**Problem details**
Output only the stretch of the listing that starts at the line containing "the ship funnel" and ends at the line containing "of the bulk", reproduced exactly with both ends.

-- Working data follows --

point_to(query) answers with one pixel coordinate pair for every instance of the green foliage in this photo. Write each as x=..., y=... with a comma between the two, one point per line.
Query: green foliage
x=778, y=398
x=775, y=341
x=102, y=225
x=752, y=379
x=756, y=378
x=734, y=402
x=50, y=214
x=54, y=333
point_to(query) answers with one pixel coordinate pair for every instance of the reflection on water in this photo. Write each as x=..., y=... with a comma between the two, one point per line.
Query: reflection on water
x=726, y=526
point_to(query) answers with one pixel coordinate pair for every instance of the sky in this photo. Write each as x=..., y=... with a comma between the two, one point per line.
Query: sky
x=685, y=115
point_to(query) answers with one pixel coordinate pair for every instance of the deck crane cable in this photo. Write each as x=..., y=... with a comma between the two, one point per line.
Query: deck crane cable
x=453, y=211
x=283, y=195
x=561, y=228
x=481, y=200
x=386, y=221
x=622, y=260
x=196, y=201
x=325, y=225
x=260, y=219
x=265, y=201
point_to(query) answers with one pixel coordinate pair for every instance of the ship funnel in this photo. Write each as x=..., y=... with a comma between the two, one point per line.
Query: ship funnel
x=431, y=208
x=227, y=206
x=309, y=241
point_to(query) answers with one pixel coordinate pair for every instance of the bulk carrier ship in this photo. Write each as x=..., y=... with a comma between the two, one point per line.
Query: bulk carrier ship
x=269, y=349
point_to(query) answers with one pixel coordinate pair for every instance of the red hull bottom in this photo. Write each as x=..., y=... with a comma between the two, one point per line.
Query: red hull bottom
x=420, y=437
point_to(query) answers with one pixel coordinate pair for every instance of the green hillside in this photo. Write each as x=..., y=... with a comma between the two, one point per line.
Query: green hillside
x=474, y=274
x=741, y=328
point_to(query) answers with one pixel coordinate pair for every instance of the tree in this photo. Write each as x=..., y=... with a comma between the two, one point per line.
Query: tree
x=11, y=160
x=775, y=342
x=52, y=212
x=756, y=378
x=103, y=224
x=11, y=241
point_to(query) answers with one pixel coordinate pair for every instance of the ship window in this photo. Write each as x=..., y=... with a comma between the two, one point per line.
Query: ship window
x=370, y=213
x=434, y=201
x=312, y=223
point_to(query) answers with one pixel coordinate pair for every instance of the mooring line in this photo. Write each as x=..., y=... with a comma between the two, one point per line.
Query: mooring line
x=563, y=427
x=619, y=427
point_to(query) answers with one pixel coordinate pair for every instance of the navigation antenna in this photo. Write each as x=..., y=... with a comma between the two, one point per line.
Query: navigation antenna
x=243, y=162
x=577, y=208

-- Working data concluded --

**Output for this task**
point_to(query) answers with one pixel coordinate pair for every instance of the ship funnel in this photo. Write each as x=..., y=... with a comma between the two, one point per line.
Query: ship funnel
x=431, y=208
x=227, y=206
x=309, y=241
point_to(query) answers with one pixel coordinate pair for every instance of the bulk carrier ship in this photo. Write each as x=..., y=... with a comma between the two, one point per line.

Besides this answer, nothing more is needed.